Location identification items
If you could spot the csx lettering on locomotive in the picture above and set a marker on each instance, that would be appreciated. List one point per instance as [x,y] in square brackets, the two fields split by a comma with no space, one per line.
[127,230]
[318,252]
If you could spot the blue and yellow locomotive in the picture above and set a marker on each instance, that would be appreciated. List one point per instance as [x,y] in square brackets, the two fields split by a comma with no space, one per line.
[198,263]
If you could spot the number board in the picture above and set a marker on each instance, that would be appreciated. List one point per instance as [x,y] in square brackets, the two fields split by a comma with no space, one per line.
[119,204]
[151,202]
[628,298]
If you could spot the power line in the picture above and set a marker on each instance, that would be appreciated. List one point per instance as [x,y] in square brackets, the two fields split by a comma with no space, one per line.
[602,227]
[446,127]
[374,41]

YOUR INSTRUCTIONS:
Change "set a marker" to "place a point" throughout the listing above, and reproduce every line with nothing else altered.

RESULT OF THIS EXERCISE:
If you could spot the csx lettering on locomotive in the picture above and place a point on each instance, that would be appreciated. List one point per instance as [x,y] in square brackets, the two fields split by a comma with no space, one per line.
[127,230]
[318,252]
If you could spot the blue and yellow locomotive in the picture above and place a point on each instance, that would be appreciated. List one point per instance as [x,y] in square brackets, the two fields split by a comma with no space, one per line.
[198,263]
If you could spot the number board in the picture above and place a point on each instance, that would be appreciated. List one point per instance as [x,y] in square brackets, the two fields split by a comma with no space, one per line.
[119,204]
[151,202]
[628,298]
If you could spot the power line in the picture above and place a point on each instance, that would be appreciated. List one point per instance as [x,y] in square brackets, the two fields split by a comma with no space, one per line.
[602,227]
[446,127]
[374,41]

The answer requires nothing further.